WORK TO DO
In the data below, retype the lines from the line containing "Lightning round! Study the photo above and box every side mirror" to the line containing "[325, 90, 335, 102]", with both of those lines included.

[Stored records]
※ ※ ※

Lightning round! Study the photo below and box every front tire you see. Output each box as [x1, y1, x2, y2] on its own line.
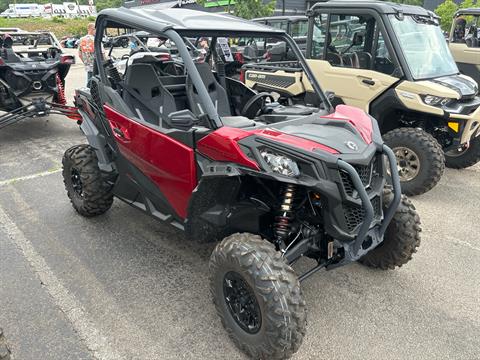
[359, 188, 422, 270]
[383, 128, 445, 196]
[210, 233, 306, 359]
[62, 145, 113, 217]
[445, 136, 480, 169]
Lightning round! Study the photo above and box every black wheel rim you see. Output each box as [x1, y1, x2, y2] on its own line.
[223, 271, 262, 334]
[70, 168, 83, 196]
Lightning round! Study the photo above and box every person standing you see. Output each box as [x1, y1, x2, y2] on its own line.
[78, 23, 95, 87]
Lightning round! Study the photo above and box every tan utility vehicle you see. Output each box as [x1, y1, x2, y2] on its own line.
[243, 0, 480, 195]
[449, 8, 480, 84]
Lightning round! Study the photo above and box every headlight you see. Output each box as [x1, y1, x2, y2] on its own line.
[422, 95, 452, 106]
[260, 150, 300, 177]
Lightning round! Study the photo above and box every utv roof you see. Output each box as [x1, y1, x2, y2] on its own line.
[252, 15, 307, 22]
[309, 0, 436, 17]
[455, 7, 480, 17]
[97, 7, 285, 33]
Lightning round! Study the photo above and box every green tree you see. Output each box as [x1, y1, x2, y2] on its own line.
[459, 0, 480, 9]
[435, 0, 480, 31]
[390, 0, 423, 6]
[435, 0, 458, 31]
[232, 0, 275, 19]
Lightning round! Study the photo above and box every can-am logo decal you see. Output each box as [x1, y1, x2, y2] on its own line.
[345, 140, 358, 151]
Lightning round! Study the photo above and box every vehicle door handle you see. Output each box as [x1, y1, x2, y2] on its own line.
[362, 79, 375, 86]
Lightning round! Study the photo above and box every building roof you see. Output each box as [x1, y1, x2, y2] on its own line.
[99, 7, 284, 33]
[311, 0, 433, 16]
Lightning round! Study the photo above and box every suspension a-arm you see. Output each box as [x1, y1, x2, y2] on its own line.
[0, 99, 81, 129]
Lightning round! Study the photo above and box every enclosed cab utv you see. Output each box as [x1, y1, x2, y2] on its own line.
[63, 8, 420, 359]
[448, 8, 480, 84]
[245, 0, 480, 195]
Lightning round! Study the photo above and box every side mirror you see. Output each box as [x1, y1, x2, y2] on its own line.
[352, 32, 363, 46]
[165, 109, 198, 130]
[325, 90, 335, 102]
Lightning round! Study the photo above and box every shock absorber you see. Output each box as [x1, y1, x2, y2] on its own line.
[55, 73, 67, 105]
[274, 184, 296, 245]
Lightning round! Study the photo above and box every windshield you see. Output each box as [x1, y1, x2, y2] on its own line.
[389, 15, 458, 80]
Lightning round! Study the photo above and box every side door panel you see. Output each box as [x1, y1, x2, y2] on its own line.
[305, 59, 398, 112]
[448, 43, 480, 83]
[104, 105, 197, 219]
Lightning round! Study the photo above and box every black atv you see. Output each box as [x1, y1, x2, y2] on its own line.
[63, 8, 420, 359]
[0, 32, 78, 128]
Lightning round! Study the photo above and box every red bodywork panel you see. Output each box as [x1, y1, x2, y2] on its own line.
[104, 105, 372, 218]
[104, 105, 197, 218]
[252, 129, 338, 154]
[197, 120, 338, 170]
[197, 126, 260, 170]
[322, 105, 373, 144]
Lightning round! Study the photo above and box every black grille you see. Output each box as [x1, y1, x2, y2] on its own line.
[344, 196, 382, 231]
[340, 157, 377, 196]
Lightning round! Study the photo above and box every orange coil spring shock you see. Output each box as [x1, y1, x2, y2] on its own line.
[55, 73, 67, 105]
[274, 184, 296, 243]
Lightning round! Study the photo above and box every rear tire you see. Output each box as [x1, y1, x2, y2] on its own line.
[359, 187, 422, 270]
[445, 136, 480, 169]
[383, 128, 445, 196]
[62, 145, 113, 217]
[210, 233, 306, 359]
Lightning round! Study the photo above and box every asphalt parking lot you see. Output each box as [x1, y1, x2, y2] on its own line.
[0, 51, 480, 360]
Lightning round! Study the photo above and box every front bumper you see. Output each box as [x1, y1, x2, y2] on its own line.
[337, 145, 401, 265]
[447, 106, 480, 146]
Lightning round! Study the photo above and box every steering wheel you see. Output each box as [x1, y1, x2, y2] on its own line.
[241, 92, 275, 119]
[47, 46, 62, 59]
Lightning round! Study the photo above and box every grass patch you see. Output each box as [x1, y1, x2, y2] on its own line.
[0, 17, 95, 40]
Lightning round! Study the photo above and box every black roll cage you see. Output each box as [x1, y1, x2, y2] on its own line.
[95, 15, 333, 129]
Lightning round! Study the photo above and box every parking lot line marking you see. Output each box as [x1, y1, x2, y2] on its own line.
[0, 207, 122, 360]
[0, 168, 62, 186]
[453, 239, 480, 251]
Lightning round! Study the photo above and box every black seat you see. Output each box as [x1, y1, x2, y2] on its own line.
[123, 63, 177, 126]
[353, 51, 372, 69]
[186, 63, 232, 116]
[2, 36, 22, 63]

※ ※ ※

SOLUTION TO THIS EXERCISE
Lightning round! Study the photo above and box every side mirror you see. Output each box as [x1, y1, x2, y2] on its own line.
[352, 32, 363, 46]
[165, 109, 198, 130]
[325, 90, 335, 102]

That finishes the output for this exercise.